▶ _Labeled shape records_:
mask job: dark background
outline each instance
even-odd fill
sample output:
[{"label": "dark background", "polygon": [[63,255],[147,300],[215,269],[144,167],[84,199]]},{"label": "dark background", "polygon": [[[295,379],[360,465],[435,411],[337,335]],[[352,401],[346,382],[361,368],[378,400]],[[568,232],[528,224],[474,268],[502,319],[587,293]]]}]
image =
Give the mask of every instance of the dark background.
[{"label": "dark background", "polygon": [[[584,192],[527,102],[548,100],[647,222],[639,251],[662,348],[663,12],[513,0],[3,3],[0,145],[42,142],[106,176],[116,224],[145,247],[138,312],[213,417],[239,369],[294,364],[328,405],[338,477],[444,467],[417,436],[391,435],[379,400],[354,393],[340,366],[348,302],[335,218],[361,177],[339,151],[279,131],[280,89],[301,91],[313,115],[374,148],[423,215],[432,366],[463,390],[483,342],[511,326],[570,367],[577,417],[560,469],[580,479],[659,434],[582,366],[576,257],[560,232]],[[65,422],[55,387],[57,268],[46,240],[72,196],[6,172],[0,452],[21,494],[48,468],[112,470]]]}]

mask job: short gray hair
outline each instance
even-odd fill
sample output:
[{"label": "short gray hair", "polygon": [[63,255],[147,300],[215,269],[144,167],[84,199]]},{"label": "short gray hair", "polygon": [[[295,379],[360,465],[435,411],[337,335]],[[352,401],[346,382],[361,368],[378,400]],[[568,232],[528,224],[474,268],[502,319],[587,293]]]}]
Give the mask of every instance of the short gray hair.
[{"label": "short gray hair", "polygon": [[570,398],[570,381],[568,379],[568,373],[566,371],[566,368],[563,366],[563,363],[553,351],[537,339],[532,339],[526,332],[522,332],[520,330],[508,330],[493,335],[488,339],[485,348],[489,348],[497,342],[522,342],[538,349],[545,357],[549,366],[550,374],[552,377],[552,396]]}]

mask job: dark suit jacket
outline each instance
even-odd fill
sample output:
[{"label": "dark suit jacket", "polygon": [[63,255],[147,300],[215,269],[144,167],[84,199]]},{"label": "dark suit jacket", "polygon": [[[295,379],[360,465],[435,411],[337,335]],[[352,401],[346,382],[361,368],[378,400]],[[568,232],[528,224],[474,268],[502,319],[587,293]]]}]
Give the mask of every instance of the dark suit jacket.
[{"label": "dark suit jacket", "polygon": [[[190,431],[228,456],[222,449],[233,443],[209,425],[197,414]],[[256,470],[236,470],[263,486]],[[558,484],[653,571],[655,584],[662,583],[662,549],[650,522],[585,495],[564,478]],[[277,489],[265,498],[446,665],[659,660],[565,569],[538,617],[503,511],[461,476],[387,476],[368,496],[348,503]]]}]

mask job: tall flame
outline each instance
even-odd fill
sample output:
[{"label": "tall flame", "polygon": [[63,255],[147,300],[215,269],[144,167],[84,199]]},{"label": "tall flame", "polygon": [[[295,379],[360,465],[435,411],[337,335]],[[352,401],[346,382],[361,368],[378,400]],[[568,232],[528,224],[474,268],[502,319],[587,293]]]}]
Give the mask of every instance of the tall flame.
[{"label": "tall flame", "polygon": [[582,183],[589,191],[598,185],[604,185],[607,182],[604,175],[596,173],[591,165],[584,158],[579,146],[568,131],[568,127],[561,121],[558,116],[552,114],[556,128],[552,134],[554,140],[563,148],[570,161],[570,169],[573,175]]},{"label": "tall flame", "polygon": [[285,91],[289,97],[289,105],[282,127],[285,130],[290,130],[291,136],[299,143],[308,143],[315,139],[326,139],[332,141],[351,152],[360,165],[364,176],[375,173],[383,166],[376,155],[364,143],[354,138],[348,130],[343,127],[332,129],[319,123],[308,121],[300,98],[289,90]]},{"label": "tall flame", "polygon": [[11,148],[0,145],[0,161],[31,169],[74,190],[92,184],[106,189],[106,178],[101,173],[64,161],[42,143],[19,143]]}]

▶ _WHAT YOU NEED TO DO_: Rewrite all the items above as a JSON list of strings, with one string per line and any blank lines left out.

▶ _REPLY TO THE TASK_:
[
  "mask job: dark background",
  "outline each instance",
  "even-odd fill",
  "sample output:",
  "[{\"label\": \"dark background\", \"polygon\": [[63,255],[147,300],[215,269],[144,167],[84,199]]},{\"label\": \"dark background\", \"polygon\": [[[295,379],[360,465],[435,411],[337,335]],[[352,401],[346,382],[361,368],[378,400]],[[568,232],[528,224],[474,268],[502,319],[587,293]]]}]",
  "image =",
  "Give the mask of every instance of the dark background.",
  "[{\"label\": \"dark background\", \"polygon\": [[[584,192],[527,102],[548,100],[647,222],[639,251],[662,348],[663,12],[513,0],[3,3],[0,145],[42,142],[106,176],[116,224],[145,247],[138,312],[213,417],[239,369],[294,364],[328,405],[338,477],[444,467],[417,436],[391,435],[379,400],[354,393],[340,366],[348,302],[335,218],[361,177],[339,151],[279,131],[280,89],[301,91],[313,115],[374,148],[423,215],[432,366],[463,390],[483,342],[511,326],[570,367],[577,417],[560,469],[580,479],[659,434],[582,366],[576,257],[560,232]],[[65,422],[55,387],[57,268],[46,240],[72,196],[6,172],[0,452],[21,494],[48,468],[112,470]]]}]",
  "mask job: short gray hair",
  "outline each instance",
  "even-odd fill",
  "sample output:",
  "[{\"label\": \"short gray hair\", \"polygon\": [[63,255],[147,300],[215,269],[144,167],[84,199]]},{\"label\": \"short gray hair\", \"polygon\": [[[295,379],[360,465],[435,411],[337,335]],[[352,401],[346,382],[361,368],[378,400]],[[568,232],[528,224],[474,268],[502,319],[587,293]]]}]",
  "Give the mask of every instance of the short gray hair.",
  "[{\"label\": \"short gray hair\", \"polygon\": [[570,398],[570,381],[568,379],[568,373],[566,371],[566,368],[563,366],[563,363],[553,351],[537,339],[532,339],[526,332],[522,332],[520,330],[508,330],[493,335],[488,339],[485,348],[489,348],[497,342],[522,342],[538,349],[545,357],[549,366],[550,374],[552,377],[552,396]]}]",
  "mask job: dark suit jacket",
  "outline each instance",
  "even-odd fill",
  "sample output:",
  "[{\"label\": \"dark suit jacket\", \"polygon\": [[63,255],[147,300],[215,269],[144,167],[84,199]]},{\"label\": \"dark suit jacket\", \"polygon\": [[[295,379],[360,465],[435,411],[337,335]],[[352,401],[346,382],[361,368],[378,400]],[[568,232],[528,224],[474,268],[502,319],[587,293]]]}]",
  "Give the mask of every instance of the dark suit jacket.",
  "[{\"label\": \"dark suit jacket\", \"polygon\": [[[190,431],[228,456],[222,449],[233,443],[209,425],[197,414]],[[256,470],[236,470],[263,486]],[[558,484],[653,571],[655,584],[662,583],[662,549],[650,522],[585,495],[564,478]],[[277,489],[265,498],[446,665],[659,660],[565,569],[538,617],[503,511],[461,476],[387,476],[368,496],[348,503]]]}]",
  "mask job: tall flame",
  "outline each instance",
  "even-odd fill",
  "sample output:",
  "[{\"label\": \"tall flame\", \"polygon\": [[63,255],[147,300],[215,269],[144,167],[84,199]]},{\"label\": \"tall flame\", \"polygon\": [[[295,379],[360,465],[435,411],[337,335]],[[352,401],[346,382],[361,368],[378,400]],[[568,232],[528,224],[474,268],[502,319],[587,293]]]}]",
  "Give the mask of every instance of the tall flame.",
  "[{\"label\": \"tall flame\", \"polygon\": [[582,183],[589,191],[598,185],[604,185],[607,182],[604,175],[596,173],[591,165],[584,158],[579,146],[568,131],[568,127],[561,121],[558,116],[552,114],[556,128],[552,134],[554,140],[563,148],[570,161],[570,169],[573,175]]},{\"label\": \"tall flame\", \"polygon\": [[285,91],[289,97],[289,105],[282,127],[285,130],[290,130],[291,136],[299,143],[308,143],[315,139],[326,139],[332,141],[351,152],[360,165],[364,176],[375,173],[383,166],[376,155],[364,143],[354,138],[348,130],[343,127],[332,129],[319,123],[308,121],[300,98],[289,90]]},{\"label\": \"tall flame\", \"polygon\": [[11,148],[0,145],[0,161],[31,169],[74,190],[92,184],[106,189],[106,178],[101,173],[64,161],[42,143],[19,143]]}]"
]